[start of Input]

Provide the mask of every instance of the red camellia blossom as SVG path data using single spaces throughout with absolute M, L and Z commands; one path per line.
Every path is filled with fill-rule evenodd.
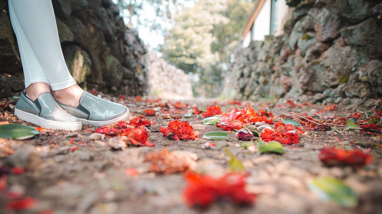
M 163 136 L 177 141 L 180 139 L 194 140 L 200 134 L 199 131 L 194 131 L 194 128 L 187 121 L 182 122 L 178 119 L 170 121 L 167 128 L 159 127 L 159 131 L 163 133 Z
M 146 127 L 149 127 L 151 125 L 151 122 L 146 119 L 137 117 L 132 120 L 129 123 L 129 124 L 133 126 L 144 126 Z
M 190 207 L 206 208 L 219 199 L 228 200 L 239 204 L 249 204 L 256 195 L 246 192 L 246 176 L 230 173 L 215 179 L 208 175 L 191 172 L 185 175 L 187 185 L 183 193 Z
M 270 118 L 268 119 L 267 116 L 265 115 L 259 116 L 255 117 L 253 117 L 249 118 L 248 121 L 248 123 L 254 123 L 256 122 L 265 122 L 266 123 L 268 123 L 272 125 L 273 124 L 273 119 Z
M 373 156 L 358 149 L 344 150 L 334 147 L 321 150 L 318 157 L 324 163 L 329 166 L 350 165 L 365 166 L 373 161 Z
M 382 110 L 377 110 L 374 112 L 373 117 L 376 119 L 379 119 L 382 117 Z
M 194 110 L 194 113 L 196 115 L 198 115 L 202 113 L 202 111 L 197 109 L 197 107 L 194 107 L 192 108 Z
M 211 105 L 207 108 L 207 111 L 205 113 L 202 113 L 202 115 L 204 117 L 209 117 L 217 115 L 223 114 L 223 112 L 220 109 L 220 107 L 216 105 Z
M 121 137 L 124 141 L 130 142 L 135 145 L 150 147 L 155 145 L 154 144 L 147 141 L 149 134 L 147 129 L 143 126 L 125 129 L 120 135 L 127 137 Z
M 120 121 L 117 124 L 105 125 L 97 129 L 96 131 L 109 136 L 114 136 L 122 133 L 123 130 L 126 128 L 128 125 L 127 123 Z
M 225 131 L 234 131 L 234 129 L 240 129 L 245 125 L 243 116 L 245 112 L 244 110 L 238 110 L 235 108 L 223 115 L 219 120 L 219 124 L 216 125 L 221 126 L 222 129 Z
M 298 134 L 303 133 L 304 132 L 288 130 L 284 126 L 280 126 L 277 128 L 276 131 L 271 129 L 264 129 L 261 133 L 261 139 L 267 142 L 276 141 L 282 144 L 289 145 L 298 143 L 300 141 Z
M 381 131 L 381 127 L 380 126 L 376 123 L 372 123 L 369 125 L 365 125 L 363 126 L 359 126 L 360 128 L 362 128 L 364 129 L 377 129 L 378 130 L 378 132 L 380 132 Z M 366 131 L 361 130 L 360 130 L 361 132 L 366 132 L 367 131 Z
M 253 137 L 253 133 L 248 129 L 243 128 L 236 132 L 235 137 L 239 141 L 250 141 L 251 138 Z
M 24 198 L 15 199 L 8 201 L 5 204 L 7 209 L 11 210 L 26 209 L 34 206 L 36 201 L 31 197 Z
M 273 114 L 272 114 L 270 112 L 267 111 L 266 110 L 264 110 L 264 109 L 260 109 L 259 110 L 259 113 L 260 115 L 265 115 L 268 117 L 270 117 L 271 118 L 273 118 Z
M 152 109 L 146 109 L 144 110 L 144 112 L 146 113 L 146 115 L 148 116 L 155 116 L 155 114 L 157 113 L 157 112 L 155 111 L 155 110 L 154 110 Z

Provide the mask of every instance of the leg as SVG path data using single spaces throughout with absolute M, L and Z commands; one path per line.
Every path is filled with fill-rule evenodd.
M 26 73 L 26 88 L 42 82 L 56 91 L 76 84 L 62 54 L 51 0 L 8 2 Z

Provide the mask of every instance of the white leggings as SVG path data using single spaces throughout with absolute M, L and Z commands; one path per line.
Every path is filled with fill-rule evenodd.
M 42 82 L 53 91 L 76 84 L 64 60 L 51 0 L 8 0 L 25 88 Z

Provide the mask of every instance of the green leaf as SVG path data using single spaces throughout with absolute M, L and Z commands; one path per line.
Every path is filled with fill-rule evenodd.
M 224 149 L 224 150 L 225 150 L 225 152 L 227 153 L 227 154 L 230 157 L 230 160 L 228 161 L 228 167 L 229 167 L 230 169 L 231 170 L 234 171 L 242 171 L 244 170 L 244 167 L 243 166 L 243 164 L 241 164 L 241 162 L 232 155 L 232 153 L 231 153 L 231 152 L 228 149 L 228 148 L 225 147 Z
M 370 125 L 372 123 L 376 123 L 379 121 L 379 119 L 372 119 L 371 120 L 367 122 L 367 125 Z
M 308 187 L 323 201 L 331 200 L 346 207 L 354 207 L 358 203 L 358 196 L 354 191 L 336 178 L 317 177 Z
M 283 121 L 282 121 L 285 125 L 288 124 L 291 124 L 293 126 L 301 126 L 301 124 L 296 120 L 287 120 Z
M 21 124 L 0 125 L 0 137 L 23 140 L 32 137 L 39 132 L 34 128 Z
M 205 134 L 203 136 L 203 138 L 205 139 L 220 141 L 224 140 L 229 136 L 227 133 L 222 131 L 211 131 Z
M 219 119 L 220 116 L 214 116 L 204 118 L 203 123 L 205 125 L 212 125 L 219 124 Z
M 277 141 L 269 141 L 267 144 L 262 144 L 259 147 L 259 152 L 262 154 L 264 152 L 283 154 L 285 153 L 283 145 Z
M 256 130 L 254 130 L 252 129 L 249 128 L 246 126 L 241 126 L 241 128 L 245 128 L 247 129 L 250 131 L 251 132 L 252 132 L 252 134 L 253 134 L 257 135 L 258 137 L 260 136 L 260 133 Z
M 350 120 L 346 120 L 346 123 L 345 123 L 346 125 L 346 127 L 348 128 L 359 128 L 358 126 L 354 124 L 352 121 Z
M 185 115 L 183 115 L 183 117 L 191 117 L 192 115 L 192 112 L 187 112 L 185 114 Z

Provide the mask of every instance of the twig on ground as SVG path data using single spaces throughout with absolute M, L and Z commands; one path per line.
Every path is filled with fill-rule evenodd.
M 309 119 L 306 118 L 306 117 L 303 117 L 303 116 L 302 116 L 299 115 L 298 115 L 296 114 L 295 113 L 295 112 L 292 112 L 292 113 L 293 114 L 294 114 L 294 115 L 295 115 L 298 117 L 301 117 L 301 118 L 302 118 L 303 119 L 304 119 L 304 120 L 308 120 L 308 121 L 310 122 L 311 123 L 315 123 L 315 124 L 317 124 L 317 125 L 322 125 L 322 124 L 321 124 L 320 123 L 317 123 L 317 122 L 314 122 L 314 121 L 312 121 L 312 120 L 309 120 Z
M 334 130 L 335 131 L 337 131 L 337 132 L 339 133 L 340 134 L 342 134 L 342 135 L 345 135 L 344 134 L 343 134 L 343 133 L 342 133 L 342 132 L 339 131 L 337 129 L 334 129 Z
M 337 128 L 337 129 L 342 129 L 346 128 L 346 127 L 338 127 Z M 349 127 L 349 129 L 357 129 L 357 130 L 361 130 L 364 131 L 378 131 L 378 129 L 364 129 L 363 128 L 355 128 L 353 127 Z
M 314 121 L 312 121 L 312 120 L 309 120 L 309 119 L 308 119 L 308 118 L 306 118 L 306 117 L 304 117 L 303 116 L 302 116 L 301 115 L 298 115 L 298 114 L 296 114 L 295 113 L 293 112 L 292 112 L 292 113 L 293 114 L 294 114 L 294 115 L 295 115 L 296 116 L 298 117 L 300 117 L 301 118 L 302 118 L 303 119 L 304 119 L 304 120 L 308 120 L 308 121 L 309 121 L 309 122 L 310 122 L 311 123 L 315 123 L 316 124 L 317 124 L 317 125 L 322 125 L 322 124 L 321 124 L 320 123 L 317 123 L 316 122 L 314 122 Z M 347 128 L 348 129 L 357 129 L 357 130 L 364 130 L 364 131 L 377 131 L 377 132 L 378 131 L 378 130 L 377 130 L 377 129 L 364 129 L 364 128 L 353 128 L 353 127 L 348 127 L 346 126 L 343 126 L 343 125 L 338 125 L 337 124 L 333 124 L 333 123 L 325 123 L 325 125 L 332 125 L 332 126 L 340 126 L 339 127 L 338 127 L 338 128 L 337 128 L 338 129 L 345 129 L 345 128 Z
M 343 125 L 338 125 L 338 124 L 333 124 L 333 123 L 325 123 L 325 124 L 326 124 L 327 125 L 330 125 L 331 126 L 340 126 L 340 127 L 347 127 L 346 126 L 344 126 Z

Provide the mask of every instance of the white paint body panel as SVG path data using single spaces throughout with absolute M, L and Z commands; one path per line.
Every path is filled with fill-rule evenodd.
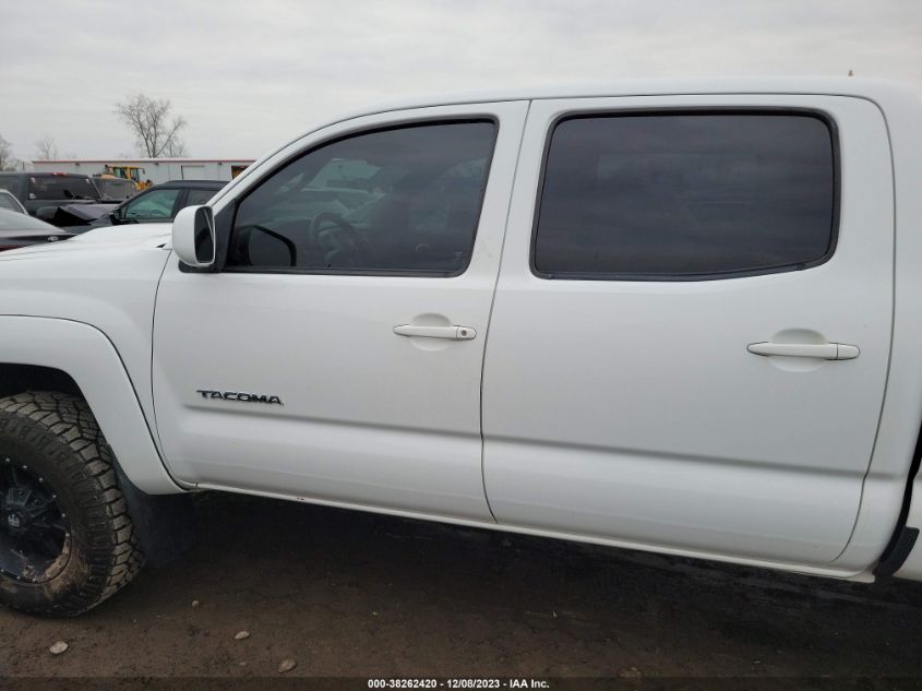
M 539 281 L 527 257 L 543 130 L 587 99 L 827 110 L 842 136 L 836 255 L 721 282 Z M 159 451 L 177 481 L 201 488 L 870 577 L 897 524 L 922 419 L 918 98 L 858 79 L 436 96 L 313 129 L 248 168 L 213 207 L 314 142 L 423 110 L 501 120 L 463 276 L 184 274 L 160 249 L 168 227 L 99 229 L 0 254 L 0 362 L 69 371 L 145 491 L 178 491 Z M 477 336 L 423 349 L 393 333 L 420 313 Z M 746 353 L 791 327 L 860 356 L 786 369 Z M 56 338 L 82 355 L 58 355 Z M 252 414 L 196 398 L 195 389 L 230 385 L 277 393 L 286 406 Z M 922 579 L 920 551 L 899 575 Z
M 834 257 L 805 271 L 701 282 L 535 276 L 528 248 L 551 123 L 568 112 L 670 107 L 831 116 L 843 200 Z M 483 465 L 496 520 L 728 556 L 835 560 L 854 525 L 886 380 L 888 154 L 881 111 L 855 98 L 532 104 L 484 366 Z M 857 344 L 861 357 L 747 352 L 787 330 Z
M 169 226 L 141 228 L 0 253 L 0 362 L 70 374 L 129 479 L 148 493 L 171 493 L 180 488 L 152 433 L 149 367 Z
M 463 324 L 486 335 L 526 110 L 520 102 L 405 111 L 299 143 L 392 120 L 498 118 L 474 254 L 458 277 L 205 275 L 170 260 L 155 322 L 169 336 L 155 338 L 154 394 L 178 477 L 490 517 L 480 439 L 484 338 L 408 338 L 394 326 Z M 227 389 L 278 395 L 285 405 L 254 408 L 196 393 Z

[end of Input]

- **To be done**
Only the lines from the one that holds "Provide the mask of every instance of the white paint" through the end of the records above should be printed again, exactly as they are. Leave out the pictures.

- **Output**
Provide the mask of every instance of the white paint body panel as SVG path data using single spaces throughout with absolute M, L and Z commands; one path per line.
Every path is filled with fill-rule evenodd.
M 539 281 L 527 257 L 543 130 L 587 99 L 827 110 L 842 136 L 836 255 L 721 282 Z M 159 451 L 177 481 L 201 488 L 870 577 L 897 524 L 922 419 L 918 98 L 858 79 L 436 96 L 313 129 L 248 168 L 213 207 L 314 142 L 423 110 L 501 120 L 463 276 L 184 274 L 160 249 L 168 227 L 99 229 L 0 254 L 0 362 L 69 371 L 145 491 L 178 491 Z M 477 336 L 423 349 L 393 333 L 420 313 Z M 746 353 L 791 327 L 860 356 L 786 369 Z M 56 338 L 82 355 L 58 355 Z M 252 414 L 196 398 L 195 389 L 230 385 L 277 393 L 286 406 Z M 922 579 L 920 551 L 899 575 Z
M 834 257 L 805 271 L 701 282 L 535 276 L 528 248 L 551 123 L 568 112 L 670 107 L 831 116 L 843 200 Z M 483 465 L 496 520 L 728 556 L 835 560 L 854 525 L 886 380 L 888 154 L 881 111 L 855 98 L 532 104 L 484 366 Z M 857 344 L 861 357 L 747 352 L 787 330 Z
M 169 226 L 141 228 L 0 253 L 0 362 L 70 374 L 129 479 L 148 493 L 171 493 L 180 488 L 152 433 L 149 367 Z
M 463 324 L 486 335 L 526 110 L 520 102 L 405 111 L 299 143 L 392 120 L 498 118 L 474 254 L 458 277 L 205 275 L 170 260 L 155 322 L 169 336 L 155 338 L 154 394 L 178 477 L 490 517 L 480 439 L 484 338 L 408 338 L 394 326 Z M 227 389 L 278 395 L 285 405 L 254 408 L 196 393 Z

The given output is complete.